* _MATERIAL FOR THE TASK_:

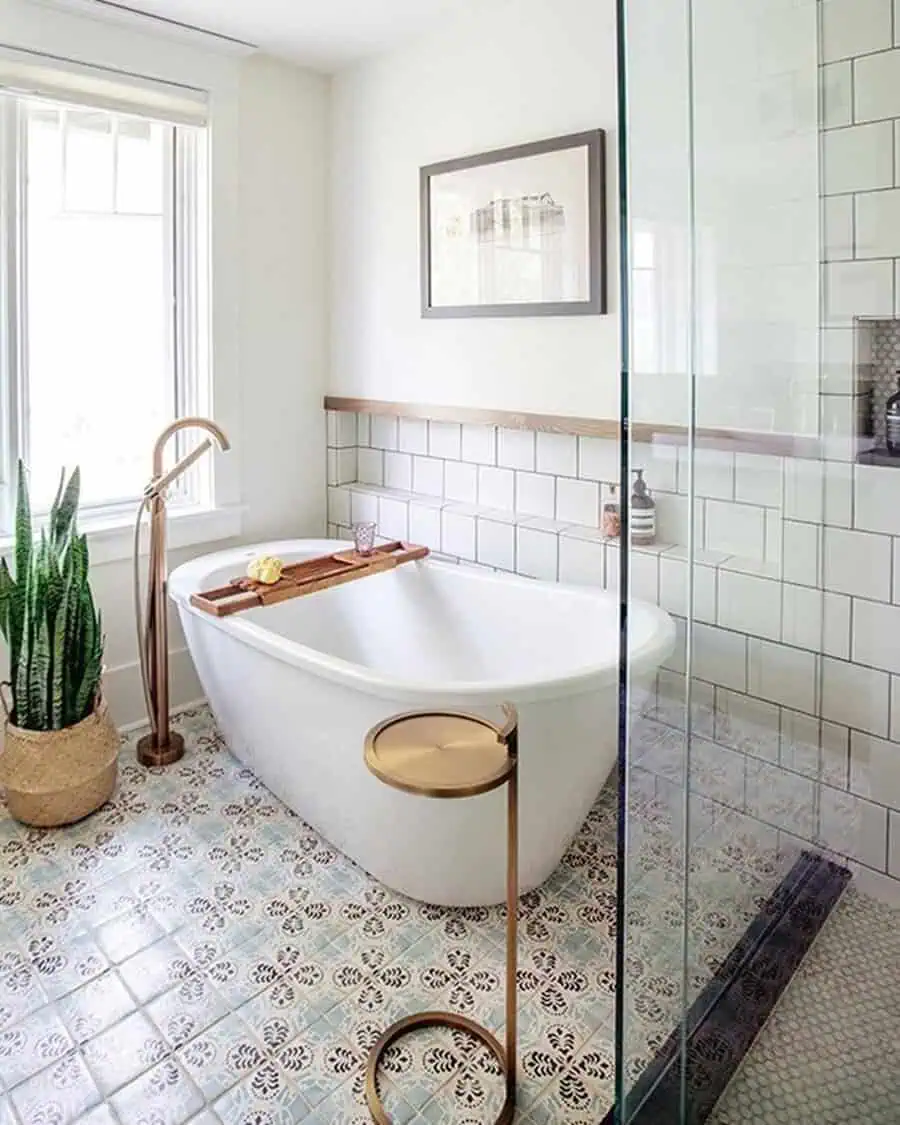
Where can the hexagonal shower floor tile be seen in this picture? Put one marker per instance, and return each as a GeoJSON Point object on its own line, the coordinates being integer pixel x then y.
{"type": "Point", "coordinates": [829, 1054]}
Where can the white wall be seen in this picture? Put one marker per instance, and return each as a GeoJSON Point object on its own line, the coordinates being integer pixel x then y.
{"type": "Point", "coordinates": [513, 72]}
{"type": "Point", "coordinates": [270, 159]}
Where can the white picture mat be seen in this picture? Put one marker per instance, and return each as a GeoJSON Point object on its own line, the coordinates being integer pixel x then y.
{"type": "Point", "coordinates": [466, 271]}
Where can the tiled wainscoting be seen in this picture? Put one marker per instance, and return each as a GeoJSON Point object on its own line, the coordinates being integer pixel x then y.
{"type": "Point", "coordinates": [797, 597]}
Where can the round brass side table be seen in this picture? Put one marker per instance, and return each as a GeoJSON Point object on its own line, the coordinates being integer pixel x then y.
{"type": "Point", "coordinates": [451, 755]}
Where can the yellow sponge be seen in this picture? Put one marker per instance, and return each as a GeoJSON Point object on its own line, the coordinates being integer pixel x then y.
{"type": "Point", "coordinates": [266, 569]}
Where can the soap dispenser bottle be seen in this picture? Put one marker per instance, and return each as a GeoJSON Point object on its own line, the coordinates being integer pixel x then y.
{"type": "Point", "coordinates": [892, 421]}
{"type": "Point", "coordinates": [642, 512]}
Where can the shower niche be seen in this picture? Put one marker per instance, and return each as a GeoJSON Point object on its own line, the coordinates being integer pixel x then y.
{"type": "Point", "coordinates": [878, 392]}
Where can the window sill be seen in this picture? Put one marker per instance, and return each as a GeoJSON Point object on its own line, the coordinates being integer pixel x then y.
{"type": "Point", "coordinates": [111, 539]}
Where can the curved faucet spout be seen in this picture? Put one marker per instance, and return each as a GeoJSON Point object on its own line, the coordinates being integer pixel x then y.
{"type": "Point", "coordinates": [161, 746]}
{"type": "Point", "coordinates": [187, 423]}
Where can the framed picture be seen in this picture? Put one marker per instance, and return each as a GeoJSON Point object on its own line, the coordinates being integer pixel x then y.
{"type": "Point", "coordinates": [516, 232]}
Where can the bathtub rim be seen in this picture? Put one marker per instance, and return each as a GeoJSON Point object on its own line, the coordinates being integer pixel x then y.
{"type": "Point", "coordinates": [195, 574]}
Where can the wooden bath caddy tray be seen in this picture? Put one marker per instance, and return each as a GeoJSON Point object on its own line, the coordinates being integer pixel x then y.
{"type": "Point", "coordinates": [306, 577]}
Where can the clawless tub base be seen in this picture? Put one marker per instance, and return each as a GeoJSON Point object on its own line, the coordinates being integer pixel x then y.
{"type": "Point", "coordinates": [295, 687]}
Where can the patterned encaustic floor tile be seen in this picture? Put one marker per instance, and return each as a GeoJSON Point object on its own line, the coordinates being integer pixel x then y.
{"type": "Point", "coordinates": [195, 953]}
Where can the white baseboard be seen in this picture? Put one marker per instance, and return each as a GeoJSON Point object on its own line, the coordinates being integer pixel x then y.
{"type": "Point", "coordinates": [125, 695]}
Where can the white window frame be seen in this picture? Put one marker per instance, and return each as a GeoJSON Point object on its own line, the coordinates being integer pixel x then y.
{"type": "Point", "coordinates": [187, 272]}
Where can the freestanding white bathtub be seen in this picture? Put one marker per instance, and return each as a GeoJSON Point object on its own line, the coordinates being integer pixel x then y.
{"type": "Point", "coordinates": [296, 686]}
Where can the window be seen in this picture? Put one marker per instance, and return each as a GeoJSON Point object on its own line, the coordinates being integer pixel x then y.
{"type": "Point", "coordinates": [104, 296]}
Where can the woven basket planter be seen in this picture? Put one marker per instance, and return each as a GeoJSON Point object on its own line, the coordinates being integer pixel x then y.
{"type": "Point", "coordinates": [57, 776]}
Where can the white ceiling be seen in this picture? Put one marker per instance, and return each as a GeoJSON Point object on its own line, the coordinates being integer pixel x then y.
{"type": "Point", "coordinates": [323, 34]}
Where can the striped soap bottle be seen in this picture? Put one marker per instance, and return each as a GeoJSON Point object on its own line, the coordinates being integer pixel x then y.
{"type": "Point", "coordinates": [642, 513]}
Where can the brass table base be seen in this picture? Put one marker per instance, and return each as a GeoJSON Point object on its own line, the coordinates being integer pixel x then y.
{"type": "Point", "coordinates": [435, 1019]}
{"type": "Point", "coordinates": [151, 755]}
{"type": "Point", "coordinates": [451, 755]}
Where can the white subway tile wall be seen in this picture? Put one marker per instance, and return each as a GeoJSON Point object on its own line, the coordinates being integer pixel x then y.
{"type": "Point", "coordinates": [797, 577]}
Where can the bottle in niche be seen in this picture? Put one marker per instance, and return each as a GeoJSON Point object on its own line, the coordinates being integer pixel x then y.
{"type": "Point", "coordinates": [642, 512]}
{"type": "Point", "coordinates": [892, 421]}
{"type": "Point", "coordinates": [611, 524]}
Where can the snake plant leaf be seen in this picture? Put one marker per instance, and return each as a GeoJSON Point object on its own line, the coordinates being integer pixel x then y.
{"type": "Point", "coordinates": [55, 587]}
{"type": "Point", "coordinates": [6, 595]}
{"type": "Point", "coordinates": [38, 678]}
{"type": "Point", "coordinates": [48, 618]}
{"type": "Point", "coordinates": [56, 500]}
{"type": "Point", "coordinates": [19, 675]}
{"type": "Point", "coordinates": [23, 550]}
{"type": "Point", "coordinates": [63, 514]}
{"type": "Point", "coordinates": [57, 690]}
{"type": "Point", "coordinates": [93, 650]}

* _ABOUT THIS EXERCISE_: Since the pictures are not wanted, repeat only the rest of the material, exactly as given.

* _ANSWER SECTION_:
Where can the hexagonal shower floor tile be seen in this picture? Put one marker per instance, and return each as a GeoJSON Point object on its own line, the coordinates being integer pixel x then y.
{"type": "Point", "coordinates": [829, 1054]}
Where can the white wall be seen in this picture? Put one marker per instance, and return each as a GeoJSON Point object on its own line, the coordinates being integer pixel x then y.
{"type": "Point", "coordinates": [513, 72]}
{"type": "Point", "coordinates": [270, 159]}
Where can the white picture mat be seen in this picture? Put one marker per instance, and return each as a GeoJSON Point object on its own line, the coordinates being integer pixel x then y.
{"type": "Point", "coordinates": [466, 271]}
Where can the tiled wainscoting be seen in this picture? Put one marker per instance, and return each as a GeoJSON Point object on its own line, the coordinates being integer pixel x then y.
{"type": "Point", "coordinates": [797, 597]}
Where can the round brass side table be seen in this picture? Put one marker per instance, and return each as a GeoJSON Point object on its own line, the coordinates being integer pixel x then y.
{"type": "Point", "coordinates": [451, 755]}
Where can the yellow sponge be seen in this picture? Put one marker per instance, and return each as a GeoJSON Point object on its own line, the coordinates being integer pixel x then y.
{"type": "Point", "coordinates": [266, 569]}
Where can the soap dispenser bottle be seen in this picture? Put one marker per instance, and return each as a GeoJSON Point object on its own line, the coordinates being integer pixel x then y.
{"type": "Point", "coordinates": [892, 421]}
{"type": "Point", "coordinates": [642, 512]}
Where can the shower niche be seen in this picture? Put one marker per instance, and return each as a GeoJSON Point object on its own line, the coordinates being integer pixel x then y.
{"type": "Point", "coordinates": [878, 392]}
Where can the window sill be seen in this picture? Put one marker per instance, and return each as a GeoJSON Point object on its own line, the coordinates being integer pixel x then y.
{"type": "Point", "coordinates": [111, 539]}
Where can the curved faucet spout be seen in this picture? Put one marker per instance, and return each as a GeoJSON Point object on its own line, the coordinates being integer pixel x then y.
{"type": "Point", "coordinates": [161, 746]}
{"type": "Point", "coordinates": [187, 423]}
Where can the framed picture be seen in this picture? Put one marker per instance, and return each as a GeoJSON Point object on its own line, the coordinates being integer pixel x then y.
{"type": "Point", "coordinates": [516, 232]}
Where can the bathtub rim be seen in this picture? Put one marker per instance, and return each as a GeoJSON Point object on its own line, the coordinates being integer pixel x then y.
{"type": "Point", "coordinates": [195, 574]}
Where can the wooden bath caddy tray be seen in this picture? Put one marker per instance, and return each as a GeoJSON Point object on its own line, the coordinates being integer pixel x then y.
{"type": "Point", "coordinates": [306, 577]}
Where can the clawless tub base be seen in this picture? Put one marker per instance, and return each as a GeoJSON Point object on its own line, the coordinates being integer pixel x then y.
{"type": "Point", "coordinates": [295, 687]}
Where can the patterned encaustic floor tile be seen in this picture? Put one marker per instance, and return each as a GeoJSON Point object on its own line, the coordinates being integer pixel x then y.
{"type": "Point", "coordinates": [195, 953]}
Where can the white baseboard be seen in this picture? Put one marker per instance, and return each as a GeoJSON Point object on its own line, the coordinates being integer pixel x then y.
{"type": "Point", "coordinates": [125, 695]}
Where can the white window frame be seen in this picture? Put one marker per instance, and return each as a GeoJSON Point object on its own line, the coordinates being integer pixel x then y.
{"type": "Point", "coordinates": [187, 272]}
Where can the freestanding white bathtub be seen in this picture? Put one marker per instance, and return each as a GeoJSON Point object on its own line, the coordinates being integer pixel x then y.
{"type": "Point", "coordinates": [296, 686]}
Where can the window be seen in this picture? Put one marker per instance, and return each as a GeoJSON Point object on its own line, the coordinates being integer pixel x then y.
{"type": "Point", "coordinates": [104, 296]}
Where can the woven basket planter be seen in this picture? Put one marker per instance, and return each as a GeoJSON Point object on its own line, the coordinates being integer pixel x then y.
{"type": "Point", "coordinates": [57, 776]}
Where can the white ceiling be seen in this picture? Put one marker per instance, and return each as a GeoJSON Point object on its own line, the coordinates being integer pixel x then y.
{"type": "Point", "coordinates": [323, 34]}
Where can the striped soap bottle be seen in this picture? Put one marker per instance, and return each as a GeoJSON Point object on its own line, the coordinates being integer pixel x then y.
{"type": "Point", "coordinates": [642, 513]}
Where can the brass table base be seen in this picture? Put one marker per instance, and return each as a GeoJSON Point object on its own line, the coordinates being integer pixel x then y.
{"type": "Point", "coordinates": [435, 1019]}
{"type": "Point", "coordinates": [151, 755]}
{"type": "Point", "coordinates": [451, 755]}
Where can the white subway tile wall be seen in this picture? Put one marker per instance, and return each as a GeoJSON Point object on its own line, the coordinates being integer pixel x then y.
{"type": "Point", "coordinates": [797, 577]}
Where can the bottle in niche be seen in this picture? Put one marker per instance, and return each as a GeoJSON Point object on its own line, the coordinates being integer pixel x then y.
{"type": "Point", "coordinates": [642, 512]}
{"type": "Point", "coordinates": [892, 421]}
{"type": "Point", "coordinates": [611, 524]}
Where can the snake plant leaf be seen in this picture? Put one marker per instance, and return each as a GeoJSON Point object on its own line, the coordinates being integer pixel x then y.
{"type": "Point", "coordinates": [55, 587]}
{"type": "Point", "coordinates": [6, 595]}
{"type": "Point", "coordinates": [38, 678]}
{"type": "Point", "coordinates": [48, 618]}
{"type": "Point", "coordinates": [56, 500]}
{"type": "Point", "coordinates": [19, 675]}
{"type": "Point", "coordinates": [23, 550]}
{"type": "Point", "coordinates": [63, 514]}
{"type": "Point", "coordinates": [57, 690]}
{"type": "Point", "coordinates": [93, 650]}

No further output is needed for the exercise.